Theatrical protest group BP or not BP? will lead over 200 people in an unsanctioned mass performance inside the British Museum’s Great Court this Sunday. In response to BP’s painfully ironic sponsorship of the museum’s current ‘Sunken Cities’ exhibition, it will feature singing mermaids, hundreds of people physically representing the ocean, and some very big surprises that will not be revealed until the day.

The performance has been publicly announced in advance, but the group believe they will still be able to pull off the ocean-themed flashmob, or ‘splashmob’, inside the building despite not having permission from the museum. The group have already targeted the ‘Sunken Cities’ exhibition three times, including with a troupe of singing merfolk in July.

BP or not BP? – who have performed without permission 18 times in the British Museum over the past four years – plan to bring the Great Court to a standstill with perhaps their most ambitious piece of creative protest to date. This is their response to the museum’s decision, in late July, to renew its sponsorship deal with BP for another five years. The group will demand that the unpopular new deal – set to start in 2018 – must be dropped, and say they will continue to escalate protests until it is.

 

Scientists tell us we need to leave most of these fuels in the ground to have any chance of avoiding runaway climate change.

 

Danny Chivers, who will take part in the performance, said:

“A ‘Sunken Cities’ exhibition sponsored by BP is almost beyond parody. This company is actively lobbying against climate legislation, blocking clean energy and pushing to drill in ever riskier places for ever dirtier forms of fossil fuel, from tar sands to deep offshore rigs to the Arctic. But scientists tell us we need to leave most of these fuels in the ground to have any chance of avoiding runaway climate change, including sea level rises that would threaten dozens of the world’s biggest cities within our lifetimes.

“Sponsorship is a tool that BP uses to falsely present itself as a ‘responsible’ company and distract us from its real activities. By letting BP sponsor the sunken cities of the past, the British Museum is helping to create the sunken cities of the all-too-near future.”

• INFORMATION SUPPLIED:
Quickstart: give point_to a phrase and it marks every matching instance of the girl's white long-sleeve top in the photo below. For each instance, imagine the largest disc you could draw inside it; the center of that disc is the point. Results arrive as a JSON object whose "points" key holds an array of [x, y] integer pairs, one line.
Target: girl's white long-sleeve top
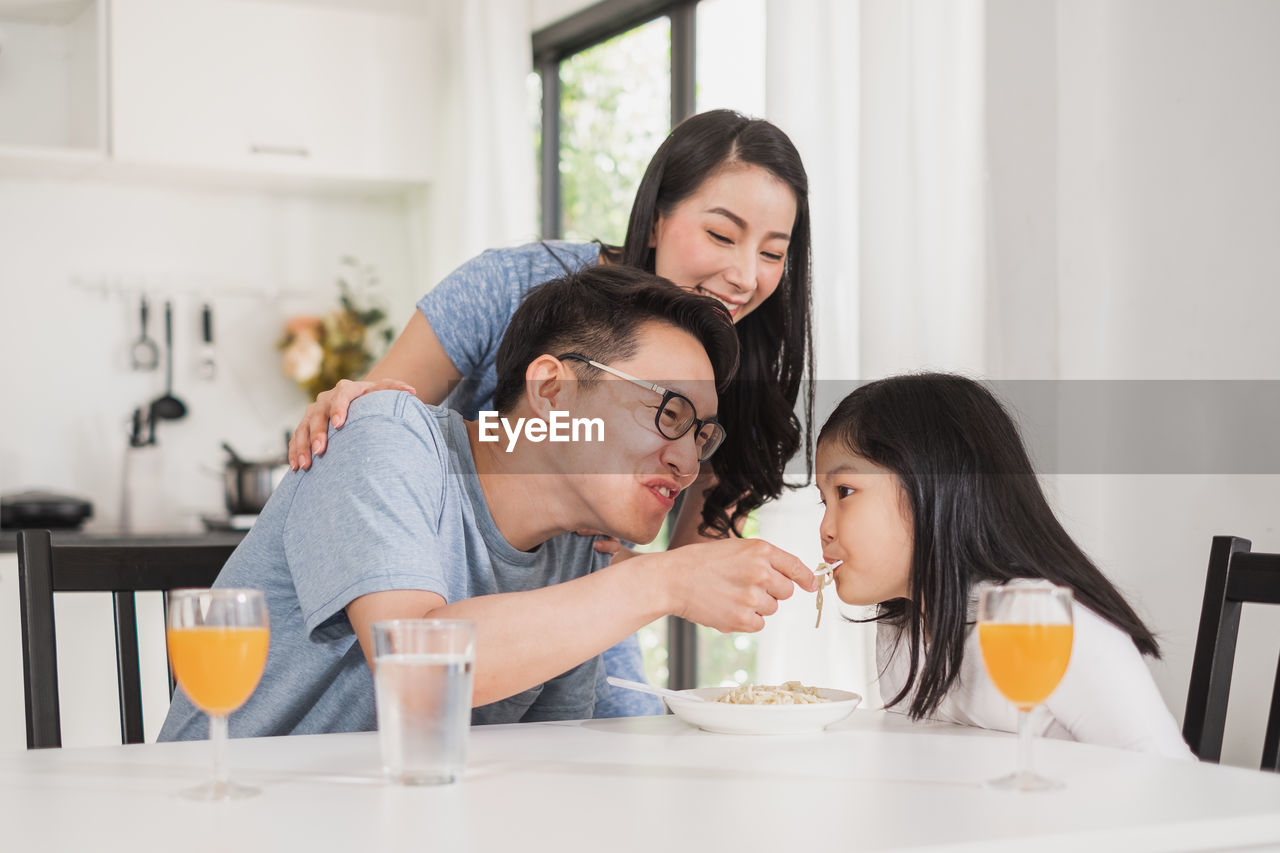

• YOUR GOAL: Copy out the text above about the BP or not BP? protest at the British Museum, word for word and in full.

• RESULT OF THE TASK:
Theatrical protest group BP or not BP? will lead over 200 people in an unsanctioned mass performance inside the British Museum’s Great Court this Sunday. In response to BP’s painfully ironic sponsorship of the museum’s current ‘Sunken Cities’ exhibition, it will feature singing mermaids, hundreds of people physically representing the ocean, and some very big surprises that will not be revealed until the day.

The performance has been publicly announced in advance, but the group believe they will still be able to pull off the ocean-themed flashmob, or ‘splashmob’, inside the building despite not having permission from the museum. The group have already targeted the ‘Sunken Cities’ exhibition three times, including with a troupe of singing merfolk in July.

BP or not BP? – who have performed without permission 18 times in the British Museum over the past four years – plan to bring the Great Court to a standstill with perhaps their most ambitious piece of creative protest to date. This is their response to the museum’s decision, in late July, to renew its sponsorship deal with BP for another five years. The group will demand that the unpopular new deal – set to start in 2018 – must be dropped, and say they will continue to escalate protests until it is.

 

Scientists tell us we need to leave most of these fuels in the ground to have any chance of avoiding runaway climate change.

 

Danny Chivers, who will take part in the performance, said:

“A ‘Sunken Cities’ exhibition sponsored by BP is almost beyond parody. This company is actively lobbying against climate legislation, blocking clean energy and pushing to drill in ever riskier places for ever dirtier forms of fossil fuel, from tar sands to deep offshore rigs to the Arctic. But scientists tell us we need to leave most of these fuels in the ground to have any chance of avoiding runaway climate change, including sea level rises that would threaten dozens of the world’s biggest cities within our lifetimes.

“Sponsorship is a tool that BP uses to falsely present itself as a ‘responsible’ company and distract us from its real activities. By letting BP sponsor the sunken cities of the past, the British Museum is helping to create the sunken cities of the all-too-near future.”